▶ **Exercise task**:
Update the material below by replacing every occurrence of "marker" with "point", leaving all other wording unchanged. Reproduce the revised material in full, omitting the pictures.

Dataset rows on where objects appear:
►

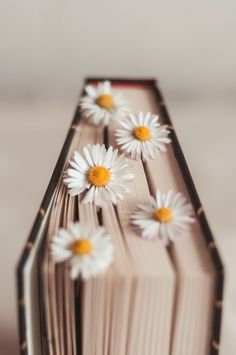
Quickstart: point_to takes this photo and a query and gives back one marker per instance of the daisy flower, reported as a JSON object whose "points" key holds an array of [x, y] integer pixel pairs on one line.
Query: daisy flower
{"points": [[101, 104], [89, 252], [164, 217], [142, 136], [101, 173]]}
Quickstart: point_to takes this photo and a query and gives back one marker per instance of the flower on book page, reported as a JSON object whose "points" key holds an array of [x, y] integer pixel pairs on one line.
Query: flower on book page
{"points": [[165, 217], [88, 252], [100, 174], [142, 136], [102, 104]]}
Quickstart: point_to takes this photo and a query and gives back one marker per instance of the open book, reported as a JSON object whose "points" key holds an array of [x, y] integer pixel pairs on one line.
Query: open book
{"points": [[156, 295]]}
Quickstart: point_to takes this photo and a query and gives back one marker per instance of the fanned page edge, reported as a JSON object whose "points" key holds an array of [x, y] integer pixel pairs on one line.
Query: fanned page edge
{"points": [[195, 200]]}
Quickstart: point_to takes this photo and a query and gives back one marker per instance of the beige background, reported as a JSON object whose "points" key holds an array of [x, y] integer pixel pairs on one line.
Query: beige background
{"points": [[47, 47]]}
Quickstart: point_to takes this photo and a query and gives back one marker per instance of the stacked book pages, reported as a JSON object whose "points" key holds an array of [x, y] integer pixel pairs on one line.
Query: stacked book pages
{"points": [[120, 260]]}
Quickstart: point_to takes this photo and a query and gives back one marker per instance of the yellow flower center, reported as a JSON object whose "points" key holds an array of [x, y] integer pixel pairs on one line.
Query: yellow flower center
{"points": [[142, 133], [99, 176], [105, 101], [163, 215], [82, 247]]}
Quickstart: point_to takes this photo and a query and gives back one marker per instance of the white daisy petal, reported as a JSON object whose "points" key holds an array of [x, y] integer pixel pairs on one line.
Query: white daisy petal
{"points": [[105, 179], [101, 104], [89, 253], [141, 136], [165, 217]]}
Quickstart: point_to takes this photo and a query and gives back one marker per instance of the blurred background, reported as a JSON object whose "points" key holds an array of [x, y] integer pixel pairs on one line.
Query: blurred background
{"points": [[46, 50]]}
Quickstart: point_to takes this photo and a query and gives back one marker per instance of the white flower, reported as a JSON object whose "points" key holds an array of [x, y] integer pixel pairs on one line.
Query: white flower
{"points": [[101, 104], [89, 253], [142, 136], [164, 217], [101, 173]]}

◄

▶ **Solution to the problem**:
Quickstart: point_to takes this photo and a query and gives back one point per instance of the daisy flower, reported as a JSON object whose "points" key holds an array of [x, y] integer pixel pairs on one line.
Query: daisy flower
{"points": [[101, 104], [89, 252], [164, 217], [142, 136], [101, 173]]}
Quickstart: point_to takes this photo and a query and gives back one point per instance of the flower on book page, reported as a JSON object whose "points" key holds an array of [x, y] integer pixel pairs on one line.
Query: flower on book page
{"points": [[165, 217], [88, 252], [100, 174], [142, 136], [102, 104]]}
Quickstart: point_to takes this photo and a query and gives back one point per instance of the open book, reported as a JSON object whose "points" key holds an array of [x, y] integer pixel pairs on one line.
Query: open book
{"points": [[156, 295]]}
Quickstart: point_to takes this photo and a query and gives back one point per instance of the fanned page edge, reported as a JSON object whose "points" key holds an array of [x, y] integer pixel pairs on one line.
Query: fanned page edge
{"points": [[195, 200]]}
Quickstart: point_to takes this photo and a query and gives back one point per instance of the beige background, reported as a JSON object whose "points" key holds an array of [x, y] integer pixel pairs on one line.
Query: beige background
{"points": [[47, 47]]}
Quickstart: point_to takes this photo and a query and gives back one point per instance of the stacked book pages, reported as a JSON object whose "points" key holds an array of [x, y] integer pixel pairs on one line.
Query: stacked book pages
{"points": [[120, 260]]}
Quickstart: point_to takes this photo and a query and gives back one point per instance of the yellow flower center, reported as a JSON object whose "points" key holds an array of [x, y] integer pixel pairs on one line.
Query: yellow flower center
{"points": [[142, 133], [99, 176], [105, 101], [163, 215], [82, 247]]}
Quickstart: point_to takes this photo and a query and gives back one point per instance of the white daisy petal, reported as a JSON object whose "points" key holds an array of [x, y] integer pixel pairs on one line.
Query: white daisy petal
{"points": [[105, 179], [101, 104], [89, 253], [141, 136], [165, 217]]}
Quickstart: point_to takes this photo and a query and gives back one point per instance of the blurred background, reported as a JSON object whose "points" key holds an array of [x, y] integer pixel pairs on one line.
Query: blurred background
{"points": [[46, 50]]}
Quickstart: point_to takes this photo and a query and gives back one point per instance of the white flower, reported as a JSON object whose "points" key holds an array of [x, y] integer pixel pairs on one line.
Query: white flower
{"points": [[101, 104], [89, 253], [142, 136], [164, 217], [101, 173]]}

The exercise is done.